===== DATA SHOWN

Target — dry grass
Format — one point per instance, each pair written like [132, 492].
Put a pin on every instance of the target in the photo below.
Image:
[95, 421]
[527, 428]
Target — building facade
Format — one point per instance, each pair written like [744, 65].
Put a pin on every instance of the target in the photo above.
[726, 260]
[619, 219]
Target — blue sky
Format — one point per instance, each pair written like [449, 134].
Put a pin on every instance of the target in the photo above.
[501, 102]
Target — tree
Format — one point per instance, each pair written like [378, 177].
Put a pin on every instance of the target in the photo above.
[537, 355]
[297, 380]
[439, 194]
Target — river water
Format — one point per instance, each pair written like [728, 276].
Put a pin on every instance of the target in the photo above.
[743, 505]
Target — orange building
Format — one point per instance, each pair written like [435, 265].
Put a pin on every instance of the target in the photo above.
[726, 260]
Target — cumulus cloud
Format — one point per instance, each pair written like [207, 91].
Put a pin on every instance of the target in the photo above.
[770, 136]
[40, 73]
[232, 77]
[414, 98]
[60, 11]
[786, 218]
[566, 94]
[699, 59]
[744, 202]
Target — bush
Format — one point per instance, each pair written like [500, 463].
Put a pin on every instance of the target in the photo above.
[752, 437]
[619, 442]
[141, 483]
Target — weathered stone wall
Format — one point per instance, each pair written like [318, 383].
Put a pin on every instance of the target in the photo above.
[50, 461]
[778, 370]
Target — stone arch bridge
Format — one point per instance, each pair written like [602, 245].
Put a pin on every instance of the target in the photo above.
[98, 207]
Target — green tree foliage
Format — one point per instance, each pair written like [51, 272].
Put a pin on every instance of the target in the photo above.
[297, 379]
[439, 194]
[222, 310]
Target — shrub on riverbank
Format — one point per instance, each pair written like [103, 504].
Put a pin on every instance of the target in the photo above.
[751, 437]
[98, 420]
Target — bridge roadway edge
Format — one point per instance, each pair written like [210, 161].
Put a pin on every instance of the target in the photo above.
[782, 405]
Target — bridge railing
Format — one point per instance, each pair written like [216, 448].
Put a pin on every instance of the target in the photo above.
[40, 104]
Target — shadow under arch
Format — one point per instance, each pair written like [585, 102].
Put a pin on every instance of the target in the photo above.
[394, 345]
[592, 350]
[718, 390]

==========

**WHAT THE TASK ASKS**
Rescale the lines from the one that has "Target — green tree foliage" through the end of the material and write them all out again, requests included. Multiply each point coordinate in the answers by 1.9 and round to whole numbers, with halves rounding up, but leave the numbers in the requests and their format samples unchanged.

**ANSWER FOR THE TASK**
Target — green tree foliage
Format — one point per instance, each pair written like [51, 272].
Put a pin on every instance of the target in the photo above.
[564, 720]
[834, 369]
[422, 589]
Target — shrub on riverbank
Format — one point per instance, each pair written like [103, 504].
Put a pin on every instance of the target in the photo above.
[1427, 830]
[186, 798]
Target — bridge roadway edge
Format — one point per instance, each pair written like [210, 161].
Put a pin on every instance of the target in the photo above.
[1486, 770]
Target — bridge railing
Format — one point per instance, each pair written like [216, 448].
Put a pin on every instance of the target in the photo above.
[76, 198]
Target — shadow under arch
Format — one point per instance, each pair written like [585, 102].
Put a pin on every instance of the target in the photo above.
[749, 656]
[1125, 665]
[1364, 741]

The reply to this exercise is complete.